__Things to do__:
• a. Answer these questions about the Maple Defender thread:
(i) Who wrote the Sudbury Star article quoted in the first post?
(ii) In Loachman's post, about how much flying time was the casevac standby limited to?
(iii) In brihard's post, what position did brihard hold, and in which company?
• b. Reproduce the part of the Maple Defender thread that begins with the words "It was a very" and ends with "as section commanders.".

__Excerpt provided__:
# Maple Defender



## a_majoor (26 Aug 2007)

From the Sudbury Star:

http://www.thesudburystar.com/webapp/sitepages/content.asp?contentid=667450&catname=Local+News&classif=



> ACCENT: Kandahar comes to Alberta; CFB Wainwright has been transformed into a full-scale replica of the Afghan terrain where our soldiers fight the Taliban, writes Trevor Stewart
> Local News - Saturday, August 25, 2007 Updated @ 12:19:55 PM
> 
> A bright afternoon sun burns into a halted Canadian forces convoy on a road a few hundred metres from Belanday village.
> ...


----------



## Loachman (27 Aug 2007)

I'm still awaiting reviews of this ex from those that participated.

I was stuck on the night-shift casevac standby and have never felt so left-out and mushroom-like in any ex that I've ever been on in thirty-four years. We got no calls for our services, which was obviously good from the NODUF aspect, and were restricted to no more than about forty-five minutes of flying time in order to preserve our ability to get to one of the hospitals in Edmonton. I got far more flying time on my way out there than I did in location.

Yes, somebody had to do it - it can be somebody else next time, though.


----------



## Spanky (27 Aug 2007)

Being attached to OPFOR for this ex, I too felt out of the loop.  It was the first ex ever where I was not in one of the recce troops.  The troop my guys were a part of were extremly busy doing convoy escort duty.  It seems that the three troops did not rotate tasks as was the plan.  One troop did convoy escorts, another did O.P.s etc.


----------



## Armynewsguy (27 Aug 2007)

Here is a link to a print story that we produced on the Exercise. 

print story  http://www.armee.forces.gc.ca/lf/English/6_1_1.asp?id=2220

video story to follow.

Armynewsguy


----------



## brihard (27 Aug 2007)

It was a very interesting ex for those of us who'd not been to CMTC before (read, most of us).

I was there as a section commander for Charlie coy. The exercise was characterized throughout by lack of junior leadership; My company had 2 Capt, 2 Lts, a 2Lt, an MWO, a Sgt, 3 MCpl, andmyself as a PLQ qualified corporal for leadership. My platoon had an Lt, a MCpl as acting WO, and myself and two junior corporals as section commanders.

The term 'Gong Show' applies.

__Raw data__:
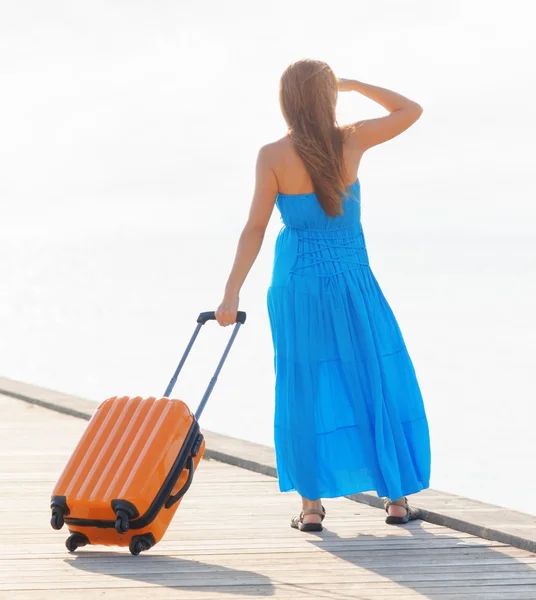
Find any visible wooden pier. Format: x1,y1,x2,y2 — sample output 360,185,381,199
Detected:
0,395,536,600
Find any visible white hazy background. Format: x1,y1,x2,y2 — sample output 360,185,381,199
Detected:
0,0,536,513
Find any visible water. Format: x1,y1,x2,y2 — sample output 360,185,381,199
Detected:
0,0,536,513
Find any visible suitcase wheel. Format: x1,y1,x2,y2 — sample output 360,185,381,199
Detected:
65,533,89,552
128,533,156,556
50,508,65,529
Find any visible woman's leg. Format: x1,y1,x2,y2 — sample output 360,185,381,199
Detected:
302,498,322,524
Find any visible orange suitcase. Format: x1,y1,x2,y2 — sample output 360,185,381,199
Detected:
50,312,246,555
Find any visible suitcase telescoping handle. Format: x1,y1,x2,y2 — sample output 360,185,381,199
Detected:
164,311,246,419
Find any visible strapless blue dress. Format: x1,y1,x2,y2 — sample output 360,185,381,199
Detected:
268,181,430,500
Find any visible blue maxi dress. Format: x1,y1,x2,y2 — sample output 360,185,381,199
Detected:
268,180,430,500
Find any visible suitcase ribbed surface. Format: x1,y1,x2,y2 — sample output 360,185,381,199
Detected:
54,396,193,517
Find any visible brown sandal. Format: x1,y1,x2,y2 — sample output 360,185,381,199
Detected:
290,507,326,532
383,498,420,525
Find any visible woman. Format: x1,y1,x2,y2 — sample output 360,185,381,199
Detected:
216,60,430,531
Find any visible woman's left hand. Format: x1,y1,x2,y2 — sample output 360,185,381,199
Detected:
216,296,239,327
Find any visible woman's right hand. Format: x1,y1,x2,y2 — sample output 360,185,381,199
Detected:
216,295,239,327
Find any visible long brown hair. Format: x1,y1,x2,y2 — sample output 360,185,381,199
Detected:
279,59,346,217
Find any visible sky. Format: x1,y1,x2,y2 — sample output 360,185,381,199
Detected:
0,0,534,235
0,0,536,510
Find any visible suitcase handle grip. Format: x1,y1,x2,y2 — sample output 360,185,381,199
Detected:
197,310,246,325
165,456,195,508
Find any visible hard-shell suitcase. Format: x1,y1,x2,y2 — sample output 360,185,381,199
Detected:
50,312,246,555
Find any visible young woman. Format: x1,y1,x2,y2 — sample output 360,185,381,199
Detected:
216,60,430,531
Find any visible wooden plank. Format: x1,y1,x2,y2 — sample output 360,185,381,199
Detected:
0,397,536,600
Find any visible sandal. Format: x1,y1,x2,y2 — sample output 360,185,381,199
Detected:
290,507,326,531
383,498,420,525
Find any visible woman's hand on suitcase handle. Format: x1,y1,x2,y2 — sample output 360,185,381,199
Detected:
216,294,240,327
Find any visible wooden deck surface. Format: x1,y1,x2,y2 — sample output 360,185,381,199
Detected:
0,396,536,600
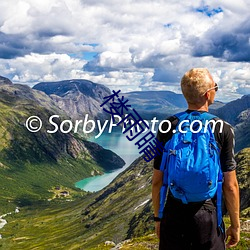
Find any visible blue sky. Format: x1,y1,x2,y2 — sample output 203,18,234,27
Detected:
0,0,250,101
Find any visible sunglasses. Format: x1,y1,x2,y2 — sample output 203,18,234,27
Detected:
203,83,219,95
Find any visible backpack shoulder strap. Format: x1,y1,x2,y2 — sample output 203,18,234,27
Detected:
202,112,217,120
174,111,189,122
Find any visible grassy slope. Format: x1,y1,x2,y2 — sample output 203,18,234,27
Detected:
0,151,250,250
0,86,111,215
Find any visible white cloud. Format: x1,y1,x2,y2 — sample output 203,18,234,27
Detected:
0,0,250,100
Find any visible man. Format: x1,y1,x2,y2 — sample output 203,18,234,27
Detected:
152,68,240,250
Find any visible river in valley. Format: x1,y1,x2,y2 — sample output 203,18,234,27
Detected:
75,131,140,192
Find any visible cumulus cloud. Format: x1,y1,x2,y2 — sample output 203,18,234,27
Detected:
0,0,250,100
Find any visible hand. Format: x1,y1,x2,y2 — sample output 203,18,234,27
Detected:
226,226,240,248
155,221,161,239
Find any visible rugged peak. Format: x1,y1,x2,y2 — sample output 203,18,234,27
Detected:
0,76,13,84
33,79,110,100
33,79,111,120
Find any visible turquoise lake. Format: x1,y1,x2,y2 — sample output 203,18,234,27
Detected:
75,131,140,192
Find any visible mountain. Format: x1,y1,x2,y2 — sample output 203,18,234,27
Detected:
235,148,250,217
212,95,250,152
0,79,125,212
214,94,250,126
122,91,187,120
33,79,111,121
1,148,250,250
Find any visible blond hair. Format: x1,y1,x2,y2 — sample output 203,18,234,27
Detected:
181,68,213,104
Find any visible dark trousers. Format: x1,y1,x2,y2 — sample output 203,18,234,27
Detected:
159,197,225,250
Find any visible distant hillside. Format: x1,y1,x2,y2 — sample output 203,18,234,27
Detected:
1,149,250,250
212,95,250,152
122,91,187,120
0,80,125,212
122,91,224,120
33,79,111,120
214,94,250,126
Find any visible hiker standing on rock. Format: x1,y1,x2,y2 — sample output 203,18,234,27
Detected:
152,68,240,250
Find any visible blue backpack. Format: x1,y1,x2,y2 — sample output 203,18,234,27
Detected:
159,111,223,227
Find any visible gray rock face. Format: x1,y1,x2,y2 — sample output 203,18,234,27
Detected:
33,80,111,120
0,84,125,170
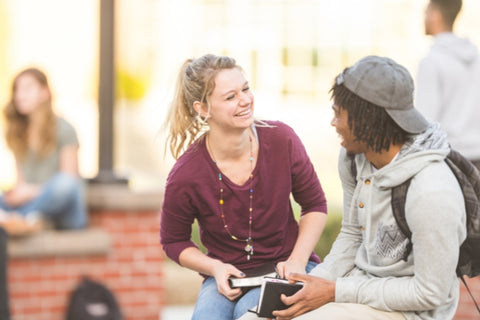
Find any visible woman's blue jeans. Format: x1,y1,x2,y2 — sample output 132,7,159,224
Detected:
0,173,88,229
192,261,317,320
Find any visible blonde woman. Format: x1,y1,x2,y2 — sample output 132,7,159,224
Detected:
0,68,87,229
160,54,327,320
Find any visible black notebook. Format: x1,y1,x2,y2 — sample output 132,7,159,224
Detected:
249,277,303,318
228,262,277,288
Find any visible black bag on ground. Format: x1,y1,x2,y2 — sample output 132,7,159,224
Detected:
66,277,122,320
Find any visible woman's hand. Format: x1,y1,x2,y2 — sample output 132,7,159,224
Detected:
277,259,305,278
4,183,40,208
212,261,245,301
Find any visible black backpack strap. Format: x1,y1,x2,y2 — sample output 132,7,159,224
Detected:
391,178,412,261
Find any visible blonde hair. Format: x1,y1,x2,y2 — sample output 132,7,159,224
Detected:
164,54,242,159
4,68,57,160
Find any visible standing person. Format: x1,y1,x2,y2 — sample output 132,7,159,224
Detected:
0,68,87,233
160,54,327,320
416,0,480,169
242,56,466,320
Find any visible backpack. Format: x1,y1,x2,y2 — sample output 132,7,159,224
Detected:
66,276,122,320
351,149,480,313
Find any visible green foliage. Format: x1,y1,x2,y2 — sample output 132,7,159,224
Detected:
117,70,148,101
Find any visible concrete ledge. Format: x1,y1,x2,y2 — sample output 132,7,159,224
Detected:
8,228,111,259
87,184,163,212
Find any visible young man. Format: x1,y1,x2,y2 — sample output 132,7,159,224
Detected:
415,0,480,169
242,56,466,320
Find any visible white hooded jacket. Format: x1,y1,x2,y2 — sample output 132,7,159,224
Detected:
415,32,480,160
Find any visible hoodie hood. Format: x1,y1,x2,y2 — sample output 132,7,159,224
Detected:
432,32,478,65
357,123,450,188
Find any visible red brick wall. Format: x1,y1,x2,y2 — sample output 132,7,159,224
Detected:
454,276,480,320
8,211,164,320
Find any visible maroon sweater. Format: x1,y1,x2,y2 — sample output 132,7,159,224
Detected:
160,121,327,271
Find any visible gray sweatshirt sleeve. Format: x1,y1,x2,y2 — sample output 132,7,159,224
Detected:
335,162,466,312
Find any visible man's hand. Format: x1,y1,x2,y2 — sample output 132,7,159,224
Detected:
276,259,305,278
273,273,335,320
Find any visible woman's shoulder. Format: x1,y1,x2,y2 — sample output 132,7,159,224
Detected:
57,117,78,147
168,139,207,181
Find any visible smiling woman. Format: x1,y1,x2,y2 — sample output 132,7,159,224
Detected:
160,54,327,320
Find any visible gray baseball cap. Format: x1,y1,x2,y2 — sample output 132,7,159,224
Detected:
336,56,429,133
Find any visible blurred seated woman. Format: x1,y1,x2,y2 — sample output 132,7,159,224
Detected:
0,68,87,234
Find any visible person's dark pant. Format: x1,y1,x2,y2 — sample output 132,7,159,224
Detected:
0,227,10,320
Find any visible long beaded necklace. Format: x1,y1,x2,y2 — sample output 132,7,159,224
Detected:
210,136,254,260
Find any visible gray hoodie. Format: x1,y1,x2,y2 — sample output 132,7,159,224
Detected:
311,124,466,320
415,32,480,160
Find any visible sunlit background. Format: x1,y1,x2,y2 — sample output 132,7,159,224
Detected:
0,0,480,207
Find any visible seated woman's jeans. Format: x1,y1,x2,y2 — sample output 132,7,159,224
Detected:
192,261,317,320
0,173,88,229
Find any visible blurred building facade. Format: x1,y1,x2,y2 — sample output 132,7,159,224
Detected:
0,0,480,206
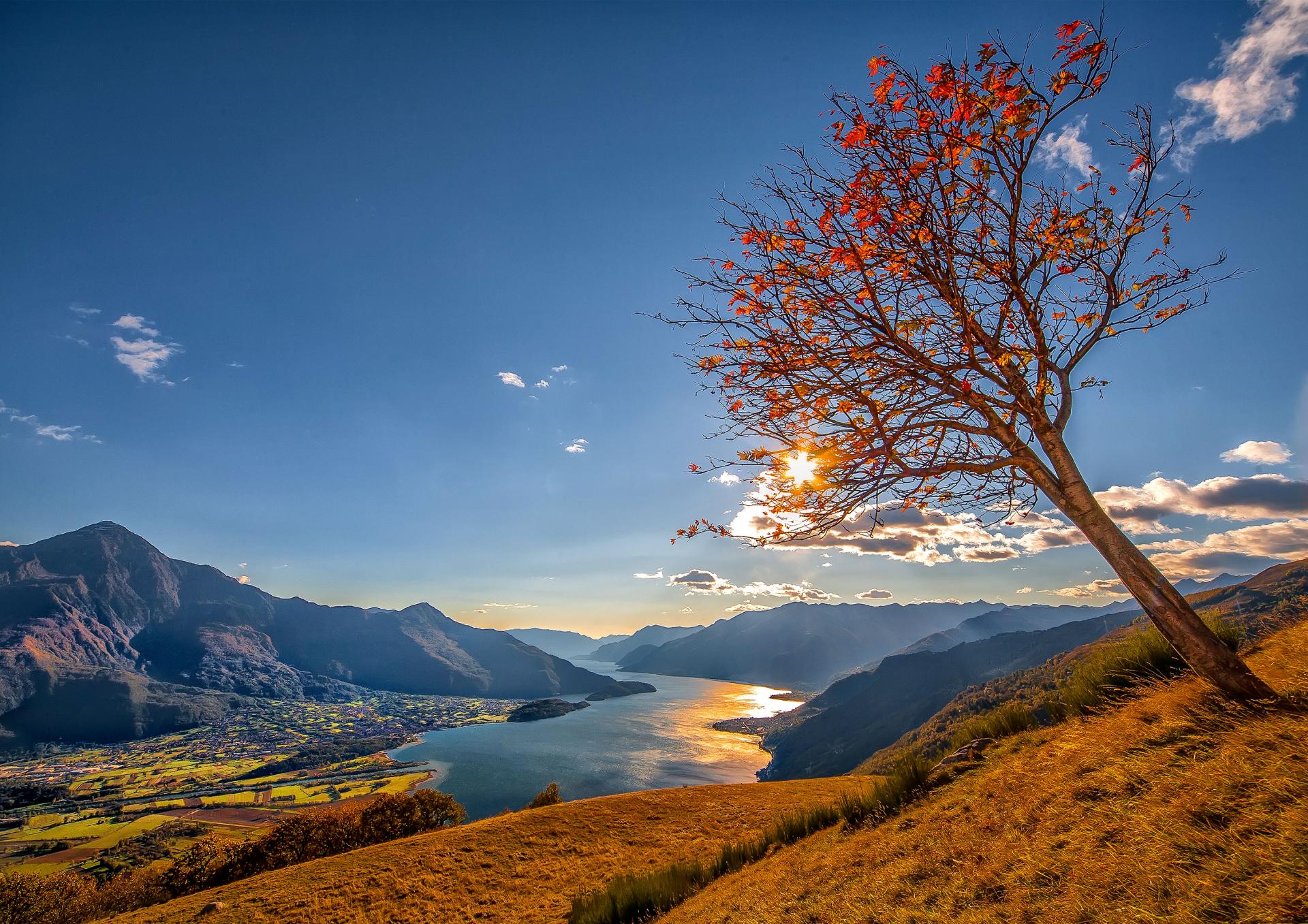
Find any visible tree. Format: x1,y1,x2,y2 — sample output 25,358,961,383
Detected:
671,21,1274,699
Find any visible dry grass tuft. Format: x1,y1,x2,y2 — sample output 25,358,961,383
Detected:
659,624,1308,924
114,778,867,924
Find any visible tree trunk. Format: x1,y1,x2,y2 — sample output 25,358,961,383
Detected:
1050,441,1277,699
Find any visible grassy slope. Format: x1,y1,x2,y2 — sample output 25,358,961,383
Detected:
661,624,1308,924
858,559,1308,775
115,778,866,924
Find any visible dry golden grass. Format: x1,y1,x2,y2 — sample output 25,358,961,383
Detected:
115,778,867,924
659,624,1308,924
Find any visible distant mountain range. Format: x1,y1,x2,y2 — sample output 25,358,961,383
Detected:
759,564,1260,779
586,626,704,664
0,523,612,744
759,613,1136,779
506,628,630,660
620,600,1105,689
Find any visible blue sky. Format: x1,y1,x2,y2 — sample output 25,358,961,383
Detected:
0,0,1308,634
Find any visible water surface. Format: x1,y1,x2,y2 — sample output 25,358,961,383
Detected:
390,660,799,818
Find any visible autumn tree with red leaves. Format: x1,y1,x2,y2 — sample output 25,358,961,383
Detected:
671,21,1274,699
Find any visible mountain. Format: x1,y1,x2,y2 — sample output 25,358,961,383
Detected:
1172,573,1254,596
889,600,1139,661
617,644,658,668
506,628,627,660
623,600,995,688
0,523,612,739
586,626,704,664
759,613,1134,780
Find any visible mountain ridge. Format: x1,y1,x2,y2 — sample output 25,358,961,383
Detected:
0,520,611,739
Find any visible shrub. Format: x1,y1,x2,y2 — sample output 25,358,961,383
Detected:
567,754,931,924
0,789,467,924
950,703,1040,750
840,752,933,827
1049,616,1244,719
527,783,564,809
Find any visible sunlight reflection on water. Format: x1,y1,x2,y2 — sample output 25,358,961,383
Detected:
391,661,799,818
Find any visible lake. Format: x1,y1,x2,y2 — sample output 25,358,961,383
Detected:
390,660,799,818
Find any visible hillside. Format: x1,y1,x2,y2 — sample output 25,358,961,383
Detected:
659,624,1308,924
115,778,859,924
119,616,1308,924
858,559,1308,774
0,523,611,741
760,614,1133,779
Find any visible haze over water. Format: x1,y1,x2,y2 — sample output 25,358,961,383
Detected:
390,660,799,818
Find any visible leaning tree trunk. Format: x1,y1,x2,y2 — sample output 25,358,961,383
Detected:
1046,441,1277,699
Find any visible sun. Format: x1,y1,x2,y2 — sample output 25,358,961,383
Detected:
786,452,818,488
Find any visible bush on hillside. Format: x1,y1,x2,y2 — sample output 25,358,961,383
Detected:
527,783,564,809
0,789,467,924
1045,614,1244,721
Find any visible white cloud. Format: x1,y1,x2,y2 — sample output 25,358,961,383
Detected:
1095,475,1308,533
108,336,182,385
854,587,894,600
1221,439,1294,465
1140,517,1308,579
37,424,81,443
108,315,182,385
1176,0,1308,157
114,315,159,337
667,569,837,603
1046,577,1130,600
0,401,105,443
722,600,772,613
1036,116,1093,176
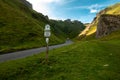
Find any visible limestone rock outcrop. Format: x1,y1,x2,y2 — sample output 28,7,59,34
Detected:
96,14,120,38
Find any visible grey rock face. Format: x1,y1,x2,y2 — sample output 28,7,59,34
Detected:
96,14,120,38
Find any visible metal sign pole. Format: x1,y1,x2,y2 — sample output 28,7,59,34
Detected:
46,38,49,63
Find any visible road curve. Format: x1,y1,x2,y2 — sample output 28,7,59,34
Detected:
0,41,73,62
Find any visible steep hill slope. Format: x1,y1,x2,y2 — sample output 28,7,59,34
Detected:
79,3,120,39
0,0,84,53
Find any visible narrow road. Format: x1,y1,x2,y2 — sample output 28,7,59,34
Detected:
0,41,73,62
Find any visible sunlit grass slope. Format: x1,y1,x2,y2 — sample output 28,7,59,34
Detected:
79,3,120,37
0,0,63,53
0,31,120,80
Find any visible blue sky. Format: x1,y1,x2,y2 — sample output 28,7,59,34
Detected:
27,0,120,23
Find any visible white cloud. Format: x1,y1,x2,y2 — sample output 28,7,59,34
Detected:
27,0,74,19
67,4,106,13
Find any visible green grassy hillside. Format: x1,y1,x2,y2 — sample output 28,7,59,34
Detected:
0,28,120,80
0,0,82,54
79,3,120,39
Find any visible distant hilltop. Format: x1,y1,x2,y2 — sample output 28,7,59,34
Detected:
78,3,120,39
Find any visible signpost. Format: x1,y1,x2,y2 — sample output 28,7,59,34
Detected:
44,24,51,62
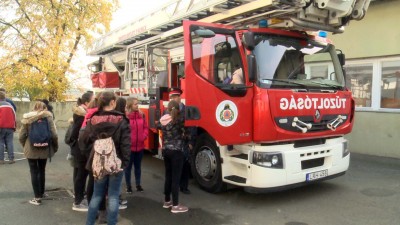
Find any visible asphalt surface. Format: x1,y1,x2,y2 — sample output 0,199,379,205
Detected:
0,130,400,225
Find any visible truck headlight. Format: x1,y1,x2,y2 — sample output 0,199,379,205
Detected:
252,152,283,169
342,141,350,158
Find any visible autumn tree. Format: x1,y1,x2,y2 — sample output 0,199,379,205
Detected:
0,0,118,101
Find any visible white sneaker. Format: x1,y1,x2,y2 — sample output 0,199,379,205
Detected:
29,198,42,205
171,205,189,213
72,201,89,212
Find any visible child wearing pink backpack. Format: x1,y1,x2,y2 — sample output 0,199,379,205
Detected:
125,98,149,193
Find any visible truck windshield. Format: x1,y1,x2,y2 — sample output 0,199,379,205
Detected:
253,34,344,89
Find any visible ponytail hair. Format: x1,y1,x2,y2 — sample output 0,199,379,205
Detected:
33,101,47,112
168,101,179,123
98,91,117,111
76,92,93,105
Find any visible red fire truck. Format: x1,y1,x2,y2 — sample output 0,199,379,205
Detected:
86,0,369,192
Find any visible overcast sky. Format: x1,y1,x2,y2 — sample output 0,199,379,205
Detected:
111,0,171,27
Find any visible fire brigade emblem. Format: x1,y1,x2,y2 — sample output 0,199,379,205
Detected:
215,100,238,127
219,104,235,122
314,109,321,120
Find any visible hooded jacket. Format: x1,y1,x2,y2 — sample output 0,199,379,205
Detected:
0,101,16,130
79,110,131,170
81,107,99,129
128,111,149,152
19,111,58,159
160,114,185,151
70,105,87,162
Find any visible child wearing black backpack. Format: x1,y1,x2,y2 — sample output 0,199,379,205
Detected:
19,102,58,205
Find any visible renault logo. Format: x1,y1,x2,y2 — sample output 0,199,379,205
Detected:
314,109,321,120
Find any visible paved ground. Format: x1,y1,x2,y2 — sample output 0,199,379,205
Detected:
0,128,400,225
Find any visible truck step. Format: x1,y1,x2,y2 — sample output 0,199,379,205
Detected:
231,153,248,160
224,175,246,184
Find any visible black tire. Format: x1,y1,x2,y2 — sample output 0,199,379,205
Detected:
191,134,226,193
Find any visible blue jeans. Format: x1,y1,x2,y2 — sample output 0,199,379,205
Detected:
125,150,143,187
86,172,124,225
0,128,14,160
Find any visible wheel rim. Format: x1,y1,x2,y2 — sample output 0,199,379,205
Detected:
195,147,217,180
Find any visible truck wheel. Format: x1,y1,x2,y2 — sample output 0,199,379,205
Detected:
191,134,226,193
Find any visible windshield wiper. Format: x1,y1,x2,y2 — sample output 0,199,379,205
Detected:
262,79,308,88
310,80,343,89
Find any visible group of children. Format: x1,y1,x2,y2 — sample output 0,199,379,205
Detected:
65,89,192,225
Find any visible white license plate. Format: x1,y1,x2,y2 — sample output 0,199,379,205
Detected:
306,170,328,181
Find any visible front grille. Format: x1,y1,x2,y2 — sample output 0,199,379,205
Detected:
301,157,325,170
293,138,326,148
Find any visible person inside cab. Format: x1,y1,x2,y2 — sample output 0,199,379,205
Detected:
230,68,244,84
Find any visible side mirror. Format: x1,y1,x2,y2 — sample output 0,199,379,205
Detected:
193,28,215,38
242,31,256,51
247,54,257,82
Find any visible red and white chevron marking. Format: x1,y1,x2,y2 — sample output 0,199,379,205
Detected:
129,88,147,94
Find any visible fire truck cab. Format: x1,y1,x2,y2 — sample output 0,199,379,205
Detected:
92,0,369,192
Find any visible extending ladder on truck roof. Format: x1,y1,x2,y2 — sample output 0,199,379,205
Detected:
88,0,251,55
88,0,370,55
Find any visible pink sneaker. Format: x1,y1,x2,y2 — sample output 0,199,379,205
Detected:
171,205,189,213
163,201,172,209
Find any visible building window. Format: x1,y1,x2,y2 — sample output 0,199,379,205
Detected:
380,61,400,109
345,63,373,107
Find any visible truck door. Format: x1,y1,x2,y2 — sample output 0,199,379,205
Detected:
182,21,253,145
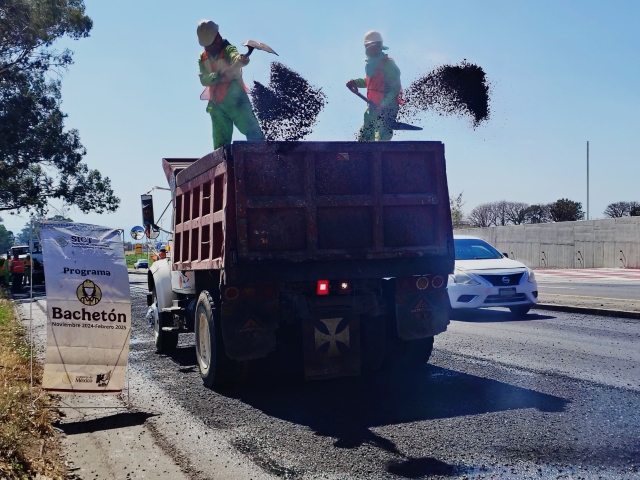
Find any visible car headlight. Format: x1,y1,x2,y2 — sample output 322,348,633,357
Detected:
453,270,480,285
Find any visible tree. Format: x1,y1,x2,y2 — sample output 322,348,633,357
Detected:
604,202,639,218
548,198,584,222
469,203,496,227
524,205,551,223
505,202,529,225
16,215,73,245
449,192,465,228
488,200,509,226
0,225,14,253
0,0,120,213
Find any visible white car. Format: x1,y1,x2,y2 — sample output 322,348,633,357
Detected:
447,235,538,317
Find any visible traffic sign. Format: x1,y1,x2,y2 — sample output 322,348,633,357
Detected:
131,227,144,240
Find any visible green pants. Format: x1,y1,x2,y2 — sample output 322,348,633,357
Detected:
207,82,264,149
358,105,398,142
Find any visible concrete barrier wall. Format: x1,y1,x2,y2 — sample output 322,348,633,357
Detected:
454,217,640,268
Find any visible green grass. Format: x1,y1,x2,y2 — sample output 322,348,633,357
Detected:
125,253,153,268
0,289,66,480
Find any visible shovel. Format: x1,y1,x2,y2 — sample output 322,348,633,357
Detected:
242,40,280,57
349,84,422,130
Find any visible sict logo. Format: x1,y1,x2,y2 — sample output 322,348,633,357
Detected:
71,235,95,245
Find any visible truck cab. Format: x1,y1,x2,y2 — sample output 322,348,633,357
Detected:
148,142,454,386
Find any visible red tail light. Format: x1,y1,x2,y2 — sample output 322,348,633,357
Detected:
224,287,240,300
316,280,329,295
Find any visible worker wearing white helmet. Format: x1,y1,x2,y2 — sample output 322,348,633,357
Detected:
347,30,402,142
197,20,264,148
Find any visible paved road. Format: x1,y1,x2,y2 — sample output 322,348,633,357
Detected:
536,268,640,312
122,276,640,479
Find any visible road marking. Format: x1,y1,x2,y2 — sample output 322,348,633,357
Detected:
545,293,640,302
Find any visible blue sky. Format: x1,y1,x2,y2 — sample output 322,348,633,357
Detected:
3,0,640,237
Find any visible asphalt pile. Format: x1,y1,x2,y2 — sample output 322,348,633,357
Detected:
251,62,327,142
398,60,491,128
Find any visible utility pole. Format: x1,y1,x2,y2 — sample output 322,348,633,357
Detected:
587,140,589,220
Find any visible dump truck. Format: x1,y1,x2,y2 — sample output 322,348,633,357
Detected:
147,141,455,387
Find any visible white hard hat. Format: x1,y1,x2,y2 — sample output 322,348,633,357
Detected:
197,20,218,47
364,30,382,47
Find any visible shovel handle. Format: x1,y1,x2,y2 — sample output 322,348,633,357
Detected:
347,87,375,107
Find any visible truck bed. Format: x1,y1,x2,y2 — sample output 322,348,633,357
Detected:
165,142,453,283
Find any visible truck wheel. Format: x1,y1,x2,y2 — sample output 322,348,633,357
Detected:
402,337,433,369
360,315,387,372
153,288,178,354
509,305,531,318
194,290,241,388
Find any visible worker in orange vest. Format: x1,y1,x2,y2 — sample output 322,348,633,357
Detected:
9,253,24,293
197,20,264,148
347,30,402,142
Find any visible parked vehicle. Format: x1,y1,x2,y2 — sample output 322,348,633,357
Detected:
448,235,538,317
7,244,44,285
148,142,454,386
133,259,149,268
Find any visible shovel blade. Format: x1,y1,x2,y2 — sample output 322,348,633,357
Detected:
242,40,280,56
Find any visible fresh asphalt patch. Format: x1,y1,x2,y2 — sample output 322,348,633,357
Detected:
130,288,640,479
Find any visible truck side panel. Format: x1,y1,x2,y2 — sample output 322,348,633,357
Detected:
168,142,453,283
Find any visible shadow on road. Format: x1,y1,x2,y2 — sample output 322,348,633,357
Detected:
59,412,154,435
220,365,568,450
451,309,557,323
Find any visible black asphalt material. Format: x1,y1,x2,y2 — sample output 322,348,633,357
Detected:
398,60,491,128
251,62,327,142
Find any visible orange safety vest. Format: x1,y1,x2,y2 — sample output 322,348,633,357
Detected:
200,47,249,103
9,260,24,273
366,57,404,105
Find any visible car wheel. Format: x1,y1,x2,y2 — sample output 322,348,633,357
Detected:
509,305,531,318
153,287,178,354
194,290,242,388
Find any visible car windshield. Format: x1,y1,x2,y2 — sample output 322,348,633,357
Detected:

__Answers for the exercise__:
• a.
(i) Trevor Stewart
(ii) No more than about forty-five minutes
(iii) Section commander for Charlie coy

• b.
It was a very interesting ex for those of us who'd not been to CMTC before (read, most of us).

I was there as a section commander for Charlie coy. The exercise was characterized throughout by lack of junior leadership; My company had 2 Capt, 2 Lts, a 2Lt, an MWO, a Sgt, 3 MCpl, andmyself as a PLQ qualified corporal for leadership. My platoon had an Lt, a MCpl as acting WO, and myself and two junior corporals as section commanders.